━━ DATA EXTRACT

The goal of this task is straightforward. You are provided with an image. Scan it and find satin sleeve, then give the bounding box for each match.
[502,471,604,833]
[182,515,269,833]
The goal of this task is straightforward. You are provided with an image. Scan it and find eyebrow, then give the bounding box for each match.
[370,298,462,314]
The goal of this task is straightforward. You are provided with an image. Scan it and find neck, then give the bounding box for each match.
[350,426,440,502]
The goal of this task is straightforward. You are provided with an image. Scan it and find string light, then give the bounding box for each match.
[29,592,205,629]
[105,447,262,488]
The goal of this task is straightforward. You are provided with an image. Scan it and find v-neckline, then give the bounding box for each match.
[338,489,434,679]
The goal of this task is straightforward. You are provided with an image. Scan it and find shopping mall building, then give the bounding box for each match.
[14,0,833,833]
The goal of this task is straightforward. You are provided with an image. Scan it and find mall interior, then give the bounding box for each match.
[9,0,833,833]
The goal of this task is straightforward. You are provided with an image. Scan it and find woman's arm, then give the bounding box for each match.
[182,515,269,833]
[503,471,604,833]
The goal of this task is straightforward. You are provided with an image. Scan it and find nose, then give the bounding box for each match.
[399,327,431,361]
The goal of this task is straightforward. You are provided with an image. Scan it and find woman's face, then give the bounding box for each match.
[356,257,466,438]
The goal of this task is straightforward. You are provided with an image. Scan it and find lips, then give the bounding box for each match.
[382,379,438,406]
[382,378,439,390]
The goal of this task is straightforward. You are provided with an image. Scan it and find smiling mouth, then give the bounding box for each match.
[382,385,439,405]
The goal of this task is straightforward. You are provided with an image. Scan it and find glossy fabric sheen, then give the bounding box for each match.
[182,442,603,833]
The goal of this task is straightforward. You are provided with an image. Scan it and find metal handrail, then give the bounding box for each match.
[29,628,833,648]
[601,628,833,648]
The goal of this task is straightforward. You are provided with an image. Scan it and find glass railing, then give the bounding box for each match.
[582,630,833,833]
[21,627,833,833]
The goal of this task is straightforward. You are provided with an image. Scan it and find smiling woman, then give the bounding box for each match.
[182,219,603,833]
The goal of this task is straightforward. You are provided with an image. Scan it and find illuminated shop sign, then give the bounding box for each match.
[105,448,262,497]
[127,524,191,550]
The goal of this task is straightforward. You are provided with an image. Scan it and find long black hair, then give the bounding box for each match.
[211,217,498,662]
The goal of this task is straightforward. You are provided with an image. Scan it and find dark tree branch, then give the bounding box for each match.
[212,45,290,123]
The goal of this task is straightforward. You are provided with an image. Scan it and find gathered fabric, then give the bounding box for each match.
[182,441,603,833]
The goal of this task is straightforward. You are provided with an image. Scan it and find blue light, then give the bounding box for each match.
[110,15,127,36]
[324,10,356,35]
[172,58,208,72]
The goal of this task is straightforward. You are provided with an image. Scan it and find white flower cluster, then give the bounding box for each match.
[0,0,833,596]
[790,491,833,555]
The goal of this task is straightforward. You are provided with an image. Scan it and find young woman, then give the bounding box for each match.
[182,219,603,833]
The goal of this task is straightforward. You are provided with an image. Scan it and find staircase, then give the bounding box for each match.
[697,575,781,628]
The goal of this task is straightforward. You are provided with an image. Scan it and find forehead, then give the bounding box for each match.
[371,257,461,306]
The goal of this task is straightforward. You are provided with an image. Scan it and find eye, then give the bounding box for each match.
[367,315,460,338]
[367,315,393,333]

━━━━

[DO THIS]:
Reproduce, word for word, the stretch of the data from the line containing "and find gathered" through the final line of the data.

[CORRECT RESPONSE]:
The goal of this task is straightforward. You are provided with an image. Scan it and find gathered fabric, then give the bounding box for each match.
[182,441,603,833]
The goal of this task is straightforward. You are provided with an image. Scan it and find blue light, then give the bounding box for each match.
[110,15,127,36]
[324,10,356,35]
[172,58,208,72]
The goal of this task is straightforward. You are provided with an image. Scan it and find white flower cluster, then give the bounding box for each match.
[0,0,833,596]
[790,491,833,555]
The goal of this task is straightforward. You are provided with an image. Scan it and find young woman, then give the bounding box for each match.
[182,219,603,833]
The goal of this task is straightforward. You are provided with an image. Scan it and find staircase, then give the bounding box for each match.
[697,575,781,628]
The goal of this task is straightforward. You are provided with an image. Scan it and find forehead, then give the bounding box for each match.
[371,257,461,306]
The goal of this task is straightforward. You are provided with an image. Scan it and find eye, then give the bounding box for each match.
[367,315,460,338]
[367,315,393,333]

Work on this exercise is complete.